In the 1980s while I was doing consulting, my projects took me to Africa, Asia and Latin America. I noticed then that foreign direct investment might be hindered by a lack of market data, especially for obscure products made in factories in, say, Thailand. Some products, like 6-inch copper nails, are too obscure for any market research to exist. And if there's no reliable estimate during the due diligence phase, there's no investment.
Automation could achieve this at scale, and at a level of quality that passes the Economic Turing Test. To my relief, the algorithm I developed passed the test, meaning it can perform economically valuable work that is indistinguishable from a human doing that work. “Economically valuable”, in this respect, means it could generate sales or replace a paid employee.
I distributed my first-generation research reports, covering topics with an obvious content divide, such as the market for wooden toilet seats in India. Requests to speak to the author followed – but of course, the author was a computer program! By the early 2000s I had generated tens of thousands of research reports this way, distributed through Wall Street intelligence firms. Eventually, books generated the same way – from bilingual crosswords to language learning books and healthcare guides – were made available on Amazon.com. About five years later, the patent was approved. By the time a New York Times article appeared on the subject in 2008, I had created over 200,000 titles. Today it stands at over 1.6 million titles.
Q: Why patent the methodology?

####################

Activity A: In the account of automated research reports, how many titles had been created by the time the New York Times article appeared in 2008?
Activity B: Duplicate the account of automated research reports from "In the 1980s" up to and including "a paid employee.".

Spatial localization data:
####################

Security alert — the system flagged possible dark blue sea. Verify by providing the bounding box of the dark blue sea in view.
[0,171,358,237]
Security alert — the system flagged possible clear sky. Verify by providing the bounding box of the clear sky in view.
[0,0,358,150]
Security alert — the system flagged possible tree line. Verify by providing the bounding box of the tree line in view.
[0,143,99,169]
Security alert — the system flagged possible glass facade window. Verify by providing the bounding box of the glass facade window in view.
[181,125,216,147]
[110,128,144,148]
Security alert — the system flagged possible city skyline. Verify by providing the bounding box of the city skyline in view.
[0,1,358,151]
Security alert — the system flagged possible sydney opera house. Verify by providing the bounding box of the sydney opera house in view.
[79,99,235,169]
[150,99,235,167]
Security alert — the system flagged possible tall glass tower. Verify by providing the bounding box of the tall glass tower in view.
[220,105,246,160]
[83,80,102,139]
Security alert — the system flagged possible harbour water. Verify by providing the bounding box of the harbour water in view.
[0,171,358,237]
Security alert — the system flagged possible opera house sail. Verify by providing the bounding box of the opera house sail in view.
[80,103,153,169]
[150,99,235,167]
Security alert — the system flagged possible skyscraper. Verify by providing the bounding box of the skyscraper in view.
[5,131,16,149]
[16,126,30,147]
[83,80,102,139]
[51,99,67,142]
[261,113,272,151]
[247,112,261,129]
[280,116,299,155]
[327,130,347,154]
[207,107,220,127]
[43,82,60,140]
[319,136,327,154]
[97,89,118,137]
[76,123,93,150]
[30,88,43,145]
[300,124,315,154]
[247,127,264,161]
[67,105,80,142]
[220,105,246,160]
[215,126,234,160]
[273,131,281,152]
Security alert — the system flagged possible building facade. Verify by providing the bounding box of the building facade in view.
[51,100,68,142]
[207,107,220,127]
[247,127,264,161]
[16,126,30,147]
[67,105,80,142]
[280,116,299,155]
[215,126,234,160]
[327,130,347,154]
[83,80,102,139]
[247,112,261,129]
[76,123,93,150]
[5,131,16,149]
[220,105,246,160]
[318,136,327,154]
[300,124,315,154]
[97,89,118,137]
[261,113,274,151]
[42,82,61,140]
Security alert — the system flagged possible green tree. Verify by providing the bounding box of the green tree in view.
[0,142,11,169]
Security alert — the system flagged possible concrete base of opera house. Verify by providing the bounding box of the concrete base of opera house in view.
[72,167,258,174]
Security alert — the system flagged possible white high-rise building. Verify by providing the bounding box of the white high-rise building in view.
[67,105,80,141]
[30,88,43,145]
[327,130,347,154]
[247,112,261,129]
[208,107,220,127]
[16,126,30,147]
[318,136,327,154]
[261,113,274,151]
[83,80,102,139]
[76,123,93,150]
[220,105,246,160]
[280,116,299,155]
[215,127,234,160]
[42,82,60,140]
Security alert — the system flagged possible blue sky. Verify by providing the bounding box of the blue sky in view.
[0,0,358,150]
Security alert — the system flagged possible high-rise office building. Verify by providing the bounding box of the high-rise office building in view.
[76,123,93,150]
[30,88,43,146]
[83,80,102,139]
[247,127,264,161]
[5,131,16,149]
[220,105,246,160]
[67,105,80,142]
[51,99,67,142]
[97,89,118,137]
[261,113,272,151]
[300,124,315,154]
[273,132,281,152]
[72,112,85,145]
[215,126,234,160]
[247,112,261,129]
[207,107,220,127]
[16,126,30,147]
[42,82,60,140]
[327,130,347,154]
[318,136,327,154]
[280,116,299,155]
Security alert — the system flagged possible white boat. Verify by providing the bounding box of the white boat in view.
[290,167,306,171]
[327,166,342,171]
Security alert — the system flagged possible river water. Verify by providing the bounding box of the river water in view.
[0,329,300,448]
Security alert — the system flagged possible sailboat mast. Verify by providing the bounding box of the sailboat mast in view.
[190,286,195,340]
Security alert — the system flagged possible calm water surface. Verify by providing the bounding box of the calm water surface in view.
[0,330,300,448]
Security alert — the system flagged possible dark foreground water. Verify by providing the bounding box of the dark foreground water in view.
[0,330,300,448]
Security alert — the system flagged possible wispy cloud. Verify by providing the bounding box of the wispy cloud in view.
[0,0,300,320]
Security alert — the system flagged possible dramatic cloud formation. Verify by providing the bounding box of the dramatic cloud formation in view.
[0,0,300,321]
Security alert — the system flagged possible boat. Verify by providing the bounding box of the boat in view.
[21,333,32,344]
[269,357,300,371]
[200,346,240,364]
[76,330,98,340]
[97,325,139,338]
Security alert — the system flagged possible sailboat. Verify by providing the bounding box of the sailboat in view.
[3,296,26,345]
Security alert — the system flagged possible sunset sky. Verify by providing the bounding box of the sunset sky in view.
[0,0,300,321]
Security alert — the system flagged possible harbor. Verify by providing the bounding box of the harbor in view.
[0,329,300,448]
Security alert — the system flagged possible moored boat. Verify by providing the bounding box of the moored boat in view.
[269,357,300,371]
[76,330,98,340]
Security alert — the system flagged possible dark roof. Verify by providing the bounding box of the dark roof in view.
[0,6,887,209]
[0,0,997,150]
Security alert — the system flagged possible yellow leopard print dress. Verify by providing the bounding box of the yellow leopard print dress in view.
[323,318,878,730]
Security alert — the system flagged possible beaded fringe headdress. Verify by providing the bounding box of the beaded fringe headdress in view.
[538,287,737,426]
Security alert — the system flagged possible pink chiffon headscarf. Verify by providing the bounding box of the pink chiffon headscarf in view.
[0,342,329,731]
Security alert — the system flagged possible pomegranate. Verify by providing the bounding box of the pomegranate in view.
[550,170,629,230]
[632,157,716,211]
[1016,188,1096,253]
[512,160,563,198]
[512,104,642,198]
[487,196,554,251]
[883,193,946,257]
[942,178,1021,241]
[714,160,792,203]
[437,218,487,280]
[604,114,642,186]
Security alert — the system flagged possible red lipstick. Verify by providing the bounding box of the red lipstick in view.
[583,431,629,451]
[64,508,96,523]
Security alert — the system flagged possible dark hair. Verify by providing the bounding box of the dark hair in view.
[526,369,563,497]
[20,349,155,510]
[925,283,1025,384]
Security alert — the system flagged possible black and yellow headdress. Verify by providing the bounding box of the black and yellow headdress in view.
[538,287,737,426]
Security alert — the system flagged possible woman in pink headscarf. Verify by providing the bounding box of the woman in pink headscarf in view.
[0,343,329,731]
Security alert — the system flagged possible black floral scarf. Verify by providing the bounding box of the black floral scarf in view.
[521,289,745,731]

####################

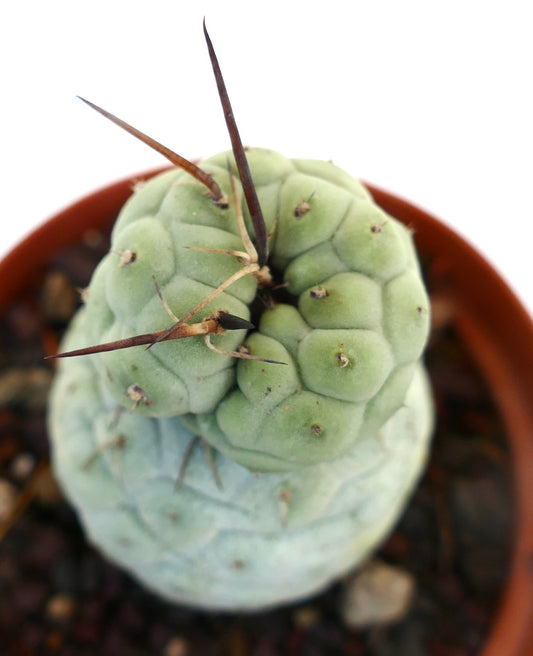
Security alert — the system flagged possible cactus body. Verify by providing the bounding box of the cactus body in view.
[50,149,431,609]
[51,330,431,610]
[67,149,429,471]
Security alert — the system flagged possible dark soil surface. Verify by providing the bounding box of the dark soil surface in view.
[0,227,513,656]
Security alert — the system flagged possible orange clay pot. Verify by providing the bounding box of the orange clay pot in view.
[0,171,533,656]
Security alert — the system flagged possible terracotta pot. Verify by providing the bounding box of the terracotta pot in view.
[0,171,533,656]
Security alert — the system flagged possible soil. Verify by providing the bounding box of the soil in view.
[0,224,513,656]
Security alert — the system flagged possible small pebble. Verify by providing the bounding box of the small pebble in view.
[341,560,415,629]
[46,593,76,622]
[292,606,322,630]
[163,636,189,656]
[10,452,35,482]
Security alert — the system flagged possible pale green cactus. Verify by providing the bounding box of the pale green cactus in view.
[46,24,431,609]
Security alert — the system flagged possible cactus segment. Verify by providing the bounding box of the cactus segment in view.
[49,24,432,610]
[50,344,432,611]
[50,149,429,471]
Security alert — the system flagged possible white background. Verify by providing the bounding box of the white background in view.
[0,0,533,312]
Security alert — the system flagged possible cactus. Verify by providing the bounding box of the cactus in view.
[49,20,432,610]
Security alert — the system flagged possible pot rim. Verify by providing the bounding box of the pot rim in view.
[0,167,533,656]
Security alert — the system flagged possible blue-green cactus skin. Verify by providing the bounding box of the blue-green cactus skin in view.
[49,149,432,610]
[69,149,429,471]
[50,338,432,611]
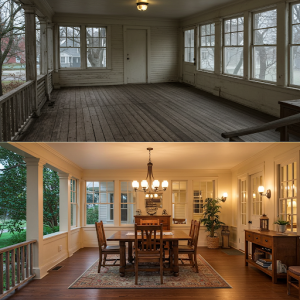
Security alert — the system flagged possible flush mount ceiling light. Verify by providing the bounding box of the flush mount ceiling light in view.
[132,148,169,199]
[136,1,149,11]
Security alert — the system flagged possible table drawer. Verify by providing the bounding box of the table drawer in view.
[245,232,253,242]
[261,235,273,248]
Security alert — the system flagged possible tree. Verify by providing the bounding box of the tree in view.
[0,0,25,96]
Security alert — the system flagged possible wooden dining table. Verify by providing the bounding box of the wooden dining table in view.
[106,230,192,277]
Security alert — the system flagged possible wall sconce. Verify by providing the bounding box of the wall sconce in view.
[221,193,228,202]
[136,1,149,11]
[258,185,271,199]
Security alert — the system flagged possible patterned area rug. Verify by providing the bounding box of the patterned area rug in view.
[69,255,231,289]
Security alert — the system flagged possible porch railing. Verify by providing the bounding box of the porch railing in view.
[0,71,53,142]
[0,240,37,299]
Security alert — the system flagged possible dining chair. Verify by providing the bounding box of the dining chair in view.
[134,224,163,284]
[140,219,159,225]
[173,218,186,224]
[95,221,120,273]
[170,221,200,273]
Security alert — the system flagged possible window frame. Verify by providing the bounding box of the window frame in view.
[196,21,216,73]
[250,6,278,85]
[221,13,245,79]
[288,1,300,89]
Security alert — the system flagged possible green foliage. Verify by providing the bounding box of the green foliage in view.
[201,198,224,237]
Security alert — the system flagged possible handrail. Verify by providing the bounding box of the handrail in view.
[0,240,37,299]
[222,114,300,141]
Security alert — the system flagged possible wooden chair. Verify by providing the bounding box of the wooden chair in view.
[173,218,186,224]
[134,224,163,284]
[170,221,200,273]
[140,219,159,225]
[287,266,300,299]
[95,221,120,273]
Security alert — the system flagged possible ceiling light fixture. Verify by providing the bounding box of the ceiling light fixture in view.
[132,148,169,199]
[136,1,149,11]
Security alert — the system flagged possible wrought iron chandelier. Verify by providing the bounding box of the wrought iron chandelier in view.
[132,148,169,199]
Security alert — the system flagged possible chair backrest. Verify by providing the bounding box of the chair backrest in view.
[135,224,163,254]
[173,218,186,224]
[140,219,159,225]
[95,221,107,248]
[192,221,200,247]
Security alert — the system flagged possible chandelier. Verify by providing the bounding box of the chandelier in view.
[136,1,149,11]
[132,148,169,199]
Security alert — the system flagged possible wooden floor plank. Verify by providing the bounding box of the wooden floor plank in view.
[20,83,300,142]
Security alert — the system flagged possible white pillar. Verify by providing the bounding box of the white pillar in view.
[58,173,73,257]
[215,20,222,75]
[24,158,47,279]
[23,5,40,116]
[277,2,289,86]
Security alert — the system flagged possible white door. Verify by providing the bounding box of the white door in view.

####################

Task output A: Over 200,000 titles.

Task output B:
In the 1980s while I was doing consulting, my projects took me to Africa, Asia and Latin America. I noticed then that foreign direct investment might be hindered by a lack of market data, especially for obscure products made in factories in, say, Thailand. Some products, like 6-inch copper nails, are too obscure for any market research to exist. And if there's no reliable estimate during the due diligence phase, there's no investment.
Automation could achieve this at scale, and at a level of quality that passes the Economic Turing Test. To my relief, the algorithm I developed passed the test, meaning it can perform economically valuable work that is indistinguishable from a human doing that work. “Economically valuable”, in this respect, means it could generate sales or replace a paid employee.